» **Job**
Retype the lines below unchanged, starting at the line with "Mark the region of every instance of the open" and ending with, and including, the line with "144], [188, 137]]".

» **Material to process**
---

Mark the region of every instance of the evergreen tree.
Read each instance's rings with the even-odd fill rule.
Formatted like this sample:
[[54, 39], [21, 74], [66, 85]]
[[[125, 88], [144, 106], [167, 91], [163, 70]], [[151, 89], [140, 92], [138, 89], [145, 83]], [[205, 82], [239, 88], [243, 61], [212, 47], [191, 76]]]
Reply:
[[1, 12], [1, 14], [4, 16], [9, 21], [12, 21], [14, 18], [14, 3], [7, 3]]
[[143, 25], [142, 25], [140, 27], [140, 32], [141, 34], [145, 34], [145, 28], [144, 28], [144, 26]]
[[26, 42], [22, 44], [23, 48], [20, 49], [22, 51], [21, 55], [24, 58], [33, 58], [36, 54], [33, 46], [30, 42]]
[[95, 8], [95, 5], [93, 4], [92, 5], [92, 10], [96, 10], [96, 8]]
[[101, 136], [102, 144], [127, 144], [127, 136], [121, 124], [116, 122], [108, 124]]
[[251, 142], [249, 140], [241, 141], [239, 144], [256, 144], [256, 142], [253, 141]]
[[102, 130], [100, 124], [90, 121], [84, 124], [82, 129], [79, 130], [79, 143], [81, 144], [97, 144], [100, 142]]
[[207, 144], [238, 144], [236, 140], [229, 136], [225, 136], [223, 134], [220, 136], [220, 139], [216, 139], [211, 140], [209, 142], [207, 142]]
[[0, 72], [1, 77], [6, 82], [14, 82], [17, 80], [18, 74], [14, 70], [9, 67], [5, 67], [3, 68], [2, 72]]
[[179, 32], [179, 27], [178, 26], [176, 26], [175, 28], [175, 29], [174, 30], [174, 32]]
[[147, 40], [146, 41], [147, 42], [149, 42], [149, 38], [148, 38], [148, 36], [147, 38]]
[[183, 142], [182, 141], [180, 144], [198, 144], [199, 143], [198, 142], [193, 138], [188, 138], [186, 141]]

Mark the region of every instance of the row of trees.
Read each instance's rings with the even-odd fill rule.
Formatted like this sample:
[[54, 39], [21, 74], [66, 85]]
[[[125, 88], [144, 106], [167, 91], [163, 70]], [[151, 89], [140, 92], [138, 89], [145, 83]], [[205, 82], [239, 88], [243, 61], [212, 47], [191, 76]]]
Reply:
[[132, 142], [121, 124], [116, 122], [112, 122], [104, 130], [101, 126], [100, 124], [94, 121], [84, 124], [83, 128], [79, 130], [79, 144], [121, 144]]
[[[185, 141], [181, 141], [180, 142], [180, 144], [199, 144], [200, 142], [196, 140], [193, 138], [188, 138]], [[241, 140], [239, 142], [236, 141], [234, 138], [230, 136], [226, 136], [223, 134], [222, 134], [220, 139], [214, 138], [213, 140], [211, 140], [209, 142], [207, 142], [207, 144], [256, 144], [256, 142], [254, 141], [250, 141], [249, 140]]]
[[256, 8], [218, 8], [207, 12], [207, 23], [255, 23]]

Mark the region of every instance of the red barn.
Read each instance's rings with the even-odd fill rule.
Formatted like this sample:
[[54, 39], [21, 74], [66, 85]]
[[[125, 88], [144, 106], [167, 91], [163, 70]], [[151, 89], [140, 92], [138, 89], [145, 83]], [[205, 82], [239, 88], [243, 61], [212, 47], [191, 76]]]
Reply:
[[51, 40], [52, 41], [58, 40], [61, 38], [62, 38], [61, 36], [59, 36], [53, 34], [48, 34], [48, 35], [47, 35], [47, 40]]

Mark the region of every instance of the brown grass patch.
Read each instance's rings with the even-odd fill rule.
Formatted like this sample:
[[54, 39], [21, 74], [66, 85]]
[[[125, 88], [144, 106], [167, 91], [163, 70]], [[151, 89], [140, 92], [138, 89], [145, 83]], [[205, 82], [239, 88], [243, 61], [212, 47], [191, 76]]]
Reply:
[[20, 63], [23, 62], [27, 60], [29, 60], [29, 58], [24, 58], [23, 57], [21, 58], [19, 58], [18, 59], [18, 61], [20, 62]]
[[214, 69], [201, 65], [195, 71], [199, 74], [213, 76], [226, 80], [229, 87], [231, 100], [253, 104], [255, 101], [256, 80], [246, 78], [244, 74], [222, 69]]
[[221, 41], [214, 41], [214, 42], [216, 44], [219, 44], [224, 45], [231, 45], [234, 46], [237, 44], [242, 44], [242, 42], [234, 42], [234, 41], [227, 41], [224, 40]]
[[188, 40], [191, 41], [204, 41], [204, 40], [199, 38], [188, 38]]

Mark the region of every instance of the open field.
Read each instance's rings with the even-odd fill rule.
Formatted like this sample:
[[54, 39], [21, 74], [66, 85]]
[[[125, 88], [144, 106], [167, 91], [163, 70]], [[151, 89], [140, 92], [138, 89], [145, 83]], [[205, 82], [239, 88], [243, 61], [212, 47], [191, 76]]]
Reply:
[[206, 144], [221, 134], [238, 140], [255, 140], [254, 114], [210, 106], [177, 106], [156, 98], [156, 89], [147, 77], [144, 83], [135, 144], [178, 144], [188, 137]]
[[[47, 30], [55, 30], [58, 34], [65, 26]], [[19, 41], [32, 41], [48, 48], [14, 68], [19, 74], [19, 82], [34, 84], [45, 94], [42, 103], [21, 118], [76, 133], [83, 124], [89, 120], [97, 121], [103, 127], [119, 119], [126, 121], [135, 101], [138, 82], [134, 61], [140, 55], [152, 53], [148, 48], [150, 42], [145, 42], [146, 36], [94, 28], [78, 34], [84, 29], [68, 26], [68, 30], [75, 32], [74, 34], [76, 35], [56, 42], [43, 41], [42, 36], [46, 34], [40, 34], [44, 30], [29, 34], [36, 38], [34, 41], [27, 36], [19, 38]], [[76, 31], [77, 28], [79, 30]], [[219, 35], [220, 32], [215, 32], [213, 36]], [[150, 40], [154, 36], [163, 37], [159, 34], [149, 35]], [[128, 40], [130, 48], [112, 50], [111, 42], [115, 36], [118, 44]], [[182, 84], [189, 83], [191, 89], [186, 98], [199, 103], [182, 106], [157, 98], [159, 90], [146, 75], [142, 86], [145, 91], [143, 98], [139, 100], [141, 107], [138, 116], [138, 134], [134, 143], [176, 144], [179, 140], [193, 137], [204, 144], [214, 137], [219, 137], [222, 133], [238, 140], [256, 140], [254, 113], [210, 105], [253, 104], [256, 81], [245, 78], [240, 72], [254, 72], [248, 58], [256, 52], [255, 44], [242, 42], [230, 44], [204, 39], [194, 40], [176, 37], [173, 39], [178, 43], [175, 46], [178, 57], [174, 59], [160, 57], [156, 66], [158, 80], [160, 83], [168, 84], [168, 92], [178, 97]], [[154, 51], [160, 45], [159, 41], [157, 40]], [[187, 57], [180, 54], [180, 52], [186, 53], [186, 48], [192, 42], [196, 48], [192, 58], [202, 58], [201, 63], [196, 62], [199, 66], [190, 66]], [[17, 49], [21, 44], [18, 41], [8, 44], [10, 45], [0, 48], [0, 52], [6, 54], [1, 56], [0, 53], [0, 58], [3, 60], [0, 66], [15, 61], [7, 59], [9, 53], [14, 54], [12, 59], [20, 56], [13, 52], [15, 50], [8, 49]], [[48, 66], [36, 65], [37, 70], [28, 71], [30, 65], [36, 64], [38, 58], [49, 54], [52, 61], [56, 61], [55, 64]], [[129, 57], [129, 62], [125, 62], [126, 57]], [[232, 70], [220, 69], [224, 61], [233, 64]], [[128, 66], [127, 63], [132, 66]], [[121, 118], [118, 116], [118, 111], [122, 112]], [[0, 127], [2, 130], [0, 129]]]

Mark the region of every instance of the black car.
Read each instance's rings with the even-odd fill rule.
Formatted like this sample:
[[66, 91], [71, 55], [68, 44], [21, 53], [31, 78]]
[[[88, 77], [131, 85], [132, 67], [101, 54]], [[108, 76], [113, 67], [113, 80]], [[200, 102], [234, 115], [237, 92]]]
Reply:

---

» **Task solution**
Mark the region of every instance of the open field.
Read each instance's rings with the even-odd fill rule.
Formatted like this sample:
[[54, 39], [21, 74], [66, 85]]
[[[125, 88], [144, 106], [167, 91], [163, 70]], [[151, 89], [140, 92], [138, 89], [145, 83]], [[205, 82], [239, 88], [243, 61], [212, 47], [191, 76]]]
Reply:
[[206, 144], [221, 134], [238, 140], [255, 140], [254, 114], [210, 106], [177, 106], [156, 98], [156, 89], [147, 77], [144, 83], [135, 144], [178, 144], [188, 137]]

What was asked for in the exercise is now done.